> **TASK INPUTS**
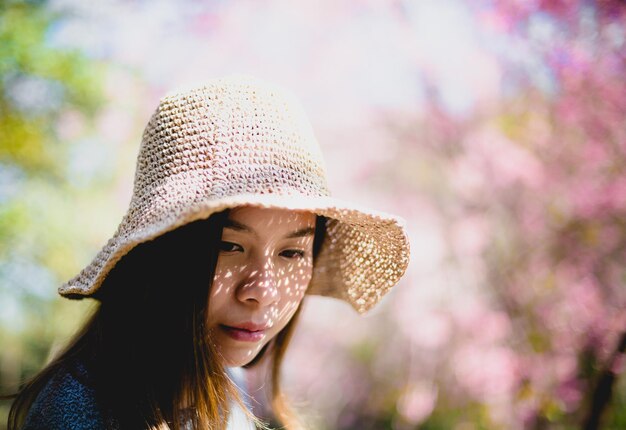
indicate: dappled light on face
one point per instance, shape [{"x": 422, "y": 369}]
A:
---
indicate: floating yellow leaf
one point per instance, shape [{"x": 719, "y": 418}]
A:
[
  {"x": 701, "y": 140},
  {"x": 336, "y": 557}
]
---
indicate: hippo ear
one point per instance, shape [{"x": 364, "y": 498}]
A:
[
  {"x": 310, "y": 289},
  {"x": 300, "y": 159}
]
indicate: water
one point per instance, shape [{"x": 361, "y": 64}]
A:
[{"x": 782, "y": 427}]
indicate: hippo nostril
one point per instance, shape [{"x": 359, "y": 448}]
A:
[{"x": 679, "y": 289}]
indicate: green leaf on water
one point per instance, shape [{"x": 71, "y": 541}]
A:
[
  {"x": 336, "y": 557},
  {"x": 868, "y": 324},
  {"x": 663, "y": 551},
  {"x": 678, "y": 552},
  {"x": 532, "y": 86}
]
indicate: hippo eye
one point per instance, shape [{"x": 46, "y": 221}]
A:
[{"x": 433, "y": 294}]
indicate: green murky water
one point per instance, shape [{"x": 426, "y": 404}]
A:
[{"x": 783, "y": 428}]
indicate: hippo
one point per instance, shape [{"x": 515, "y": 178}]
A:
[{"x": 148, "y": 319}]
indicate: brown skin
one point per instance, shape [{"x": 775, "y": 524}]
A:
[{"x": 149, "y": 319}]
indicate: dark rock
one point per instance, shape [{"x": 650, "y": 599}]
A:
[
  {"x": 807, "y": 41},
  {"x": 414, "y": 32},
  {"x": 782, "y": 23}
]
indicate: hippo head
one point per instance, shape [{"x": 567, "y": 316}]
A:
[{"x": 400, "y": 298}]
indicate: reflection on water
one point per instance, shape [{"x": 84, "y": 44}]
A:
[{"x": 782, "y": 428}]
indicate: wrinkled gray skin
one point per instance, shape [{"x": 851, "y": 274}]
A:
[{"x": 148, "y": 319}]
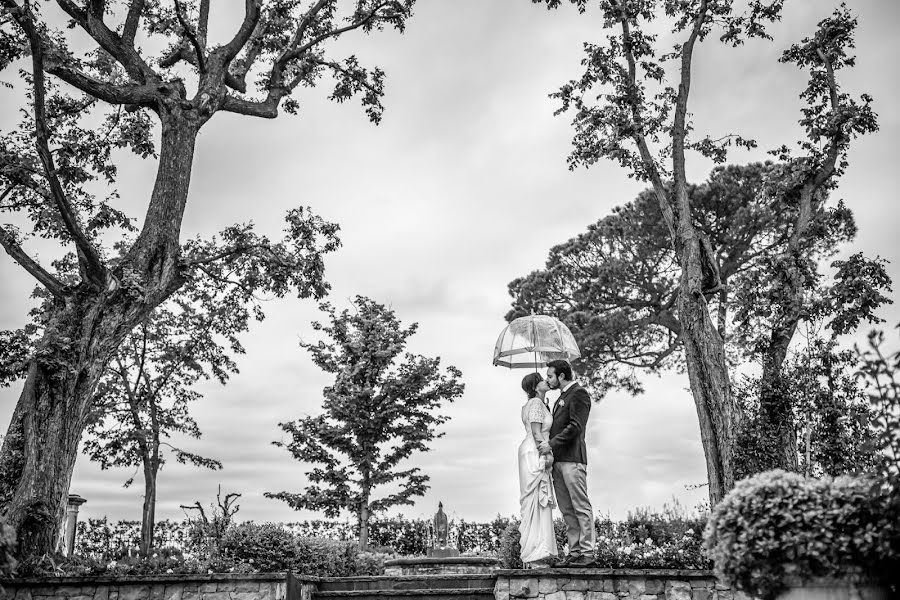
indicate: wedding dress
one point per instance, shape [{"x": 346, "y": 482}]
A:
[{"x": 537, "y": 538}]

> **PROBLEM TO WORK ON**
What lines in the listing include the string "hippo"? Copy them out.

> **ANSWER TO THIS PROBLEM**
indicate: hippo ear
indicate: hippo nostril
indicate: hippo eye
indicate: hippo
indicate: hippo head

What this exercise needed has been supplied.